━━━ Given records
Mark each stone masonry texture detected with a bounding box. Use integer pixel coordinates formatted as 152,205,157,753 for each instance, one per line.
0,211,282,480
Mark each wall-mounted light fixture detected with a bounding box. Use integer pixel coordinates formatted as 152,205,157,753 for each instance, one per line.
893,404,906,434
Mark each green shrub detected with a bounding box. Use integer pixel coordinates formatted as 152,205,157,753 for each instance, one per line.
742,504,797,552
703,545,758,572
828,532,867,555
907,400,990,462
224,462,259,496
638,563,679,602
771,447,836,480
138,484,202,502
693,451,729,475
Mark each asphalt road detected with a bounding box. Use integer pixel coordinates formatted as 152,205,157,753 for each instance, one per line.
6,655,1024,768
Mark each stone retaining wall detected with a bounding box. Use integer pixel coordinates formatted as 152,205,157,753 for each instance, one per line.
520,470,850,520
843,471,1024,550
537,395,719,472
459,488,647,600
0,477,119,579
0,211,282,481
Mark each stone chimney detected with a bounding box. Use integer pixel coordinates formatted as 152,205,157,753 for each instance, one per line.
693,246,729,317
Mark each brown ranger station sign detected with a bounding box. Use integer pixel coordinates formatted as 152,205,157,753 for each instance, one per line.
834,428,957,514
━━━━━━
■ **Exercise**
Rewrite all of the data above as a JSON array of strings, with one string per line and any blank lines omitted.

■ **Solution to the problem**
[
  "Mark each stone masonry texture detected with a bounding box. Use integer pixel coordinates formatted as 152,205,157,753 for each instance, one per line.",
  "0,211,282,480",
  "Mark each wall-mounted light fixture detected with a bounding box. Use integer pixel coordinates formatted as 152,205,157,753 for each instance, one per line.",
  "893,404,906,434",
  "Mark each green shrub detected with a bounding box. Use integer pixel coordinates formatted as 152,205,157,753 for each instance, one per line.",
  "742,504,797,552",
  "703,545,758,572",
  "828,532,867,555",
  "907,400,990,462",
  "224,462,259,496",
  "638,563,679,602",
  "771,447,836,480",
  "138,484,202,502",
  "693,451,729,475",
  "Mark each asphalt road detected with a bounding box. Use integer pixel coordinates formatted as 152,205,157,753 for each instance, one per line.",
  "6,655,1024,768",
  "Mark each stone retaining wall detected with a bounding box. Use integer pixel coordinates formatted as 152,205,157,753 for each instance, one per line.",
  "520,470,850,520",
  "843,471,1024,550",
  "537,395,719,472",
  "459,488,647,600",
  "0,477,119,579",
  "0,211,282,481",
  "Mark each stone chimney detected with a bounding box. Use integer pixel coordinates formatted as 152,205,157,753 for each instance, one per line.",
  "693,246,729,317",
  "Mark each brown ranger station sign detected with a bounding box. Use integer pixel coordinates formatted as 152,205,157,753 for each instance, one per line.",
  "834,428,957,514"
]